> _Instructions for the task_
Would you please return the lines of the entries below starting at the line that has "Check that every instance of the flower" and ending at the line that has "Check that every instance of the blurred orange", both included, exactly as they are?

> _Region pointing data_
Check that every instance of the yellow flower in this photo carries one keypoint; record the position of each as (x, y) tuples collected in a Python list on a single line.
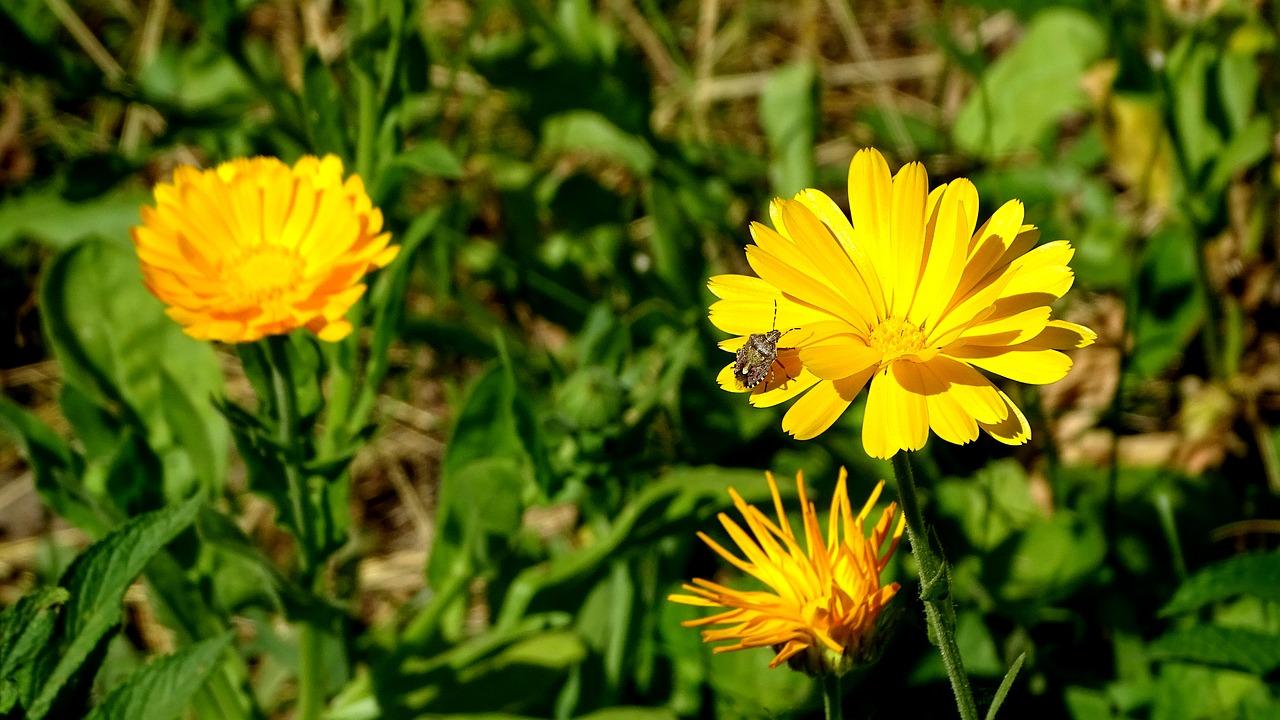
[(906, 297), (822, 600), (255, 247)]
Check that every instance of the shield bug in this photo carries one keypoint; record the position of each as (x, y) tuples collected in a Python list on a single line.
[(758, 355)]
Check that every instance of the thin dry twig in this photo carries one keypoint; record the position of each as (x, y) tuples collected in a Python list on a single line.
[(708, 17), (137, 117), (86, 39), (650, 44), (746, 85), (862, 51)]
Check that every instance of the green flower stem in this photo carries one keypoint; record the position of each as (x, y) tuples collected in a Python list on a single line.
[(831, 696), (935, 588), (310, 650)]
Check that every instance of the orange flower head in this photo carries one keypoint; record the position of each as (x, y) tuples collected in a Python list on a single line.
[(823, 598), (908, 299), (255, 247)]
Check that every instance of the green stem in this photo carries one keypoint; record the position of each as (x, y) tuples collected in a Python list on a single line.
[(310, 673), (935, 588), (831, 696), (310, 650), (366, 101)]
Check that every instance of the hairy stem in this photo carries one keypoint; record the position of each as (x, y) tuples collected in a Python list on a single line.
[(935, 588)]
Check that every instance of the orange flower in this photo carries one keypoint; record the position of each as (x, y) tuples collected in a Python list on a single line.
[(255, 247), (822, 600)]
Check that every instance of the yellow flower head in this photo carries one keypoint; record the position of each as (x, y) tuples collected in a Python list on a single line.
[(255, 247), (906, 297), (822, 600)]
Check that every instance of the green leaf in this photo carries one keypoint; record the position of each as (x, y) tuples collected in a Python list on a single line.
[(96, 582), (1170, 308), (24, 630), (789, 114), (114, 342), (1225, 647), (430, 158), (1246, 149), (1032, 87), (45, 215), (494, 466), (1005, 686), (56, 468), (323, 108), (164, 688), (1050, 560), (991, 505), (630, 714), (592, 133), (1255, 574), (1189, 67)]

==

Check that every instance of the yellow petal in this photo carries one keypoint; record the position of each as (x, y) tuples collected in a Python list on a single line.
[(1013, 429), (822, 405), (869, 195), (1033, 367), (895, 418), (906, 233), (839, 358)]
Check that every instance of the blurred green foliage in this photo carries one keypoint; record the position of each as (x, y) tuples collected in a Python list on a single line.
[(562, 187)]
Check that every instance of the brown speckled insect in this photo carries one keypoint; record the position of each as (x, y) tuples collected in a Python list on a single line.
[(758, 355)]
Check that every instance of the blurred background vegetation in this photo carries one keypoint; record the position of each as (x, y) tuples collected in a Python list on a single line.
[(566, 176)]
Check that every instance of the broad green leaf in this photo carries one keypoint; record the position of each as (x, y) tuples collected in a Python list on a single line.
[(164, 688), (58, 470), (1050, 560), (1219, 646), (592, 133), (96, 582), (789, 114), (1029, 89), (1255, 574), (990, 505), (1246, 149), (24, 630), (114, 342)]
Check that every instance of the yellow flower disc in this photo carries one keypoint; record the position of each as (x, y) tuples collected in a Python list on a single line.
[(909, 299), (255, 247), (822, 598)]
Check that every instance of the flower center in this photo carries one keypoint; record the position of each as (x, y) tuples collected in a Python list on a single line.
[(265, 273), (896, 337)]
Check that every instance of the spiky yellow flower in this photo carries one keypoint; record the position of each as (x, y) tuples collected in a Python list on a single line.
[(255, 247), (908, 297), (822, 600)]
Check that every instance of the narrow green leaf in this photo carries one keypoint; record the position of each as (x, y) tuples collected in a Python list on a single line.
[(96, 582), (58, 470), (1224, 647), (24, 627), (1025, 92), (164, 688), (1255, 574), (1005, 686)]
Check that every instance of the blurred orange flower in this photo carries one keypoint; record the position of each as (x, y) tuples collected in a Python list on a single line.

* * *

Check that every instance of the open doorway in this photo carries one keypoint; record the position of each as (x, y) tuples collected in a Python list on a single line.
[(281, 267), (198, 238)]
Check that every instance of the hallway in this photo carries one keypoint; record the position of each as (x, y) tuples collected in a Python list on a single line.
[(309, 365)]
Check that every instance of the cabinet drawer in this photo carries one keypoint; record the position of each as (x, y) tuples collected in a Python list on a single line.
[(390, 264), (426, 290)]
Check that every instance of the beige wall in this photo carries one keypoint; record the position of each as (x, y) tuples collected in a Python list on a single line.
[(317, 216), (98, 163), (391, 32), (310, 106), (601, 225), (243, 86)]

> _Task solution_
Check that every instance of the flower center in this photo carries one keypoint; record the position of each as (x, y) tuples collected in a Python list on a single line.
[(265, 273), (896, 337)]
Check that every instance of the spiky yellow flower in this photo carries one keypoint; record the position of each as (x, y) tuples collected in a Python list on a single line.
[(255, 247), (908, 297), (822, 600)]
Check that every instance of the narrow green leaf in this photo carries one keypoint; record the position of each as (x, y) tuples collected in a Python list on a single line.
[(96, 582), (58, 470), (1224, 647), (24, 627), (1025, 92), (164, 688), (1255, 574), (1005, 686)]
Check that every instance of the blurred orange flower in this photo carries one keypoint; record the position of each as (x, y) tuples collected in a Python list on a single line.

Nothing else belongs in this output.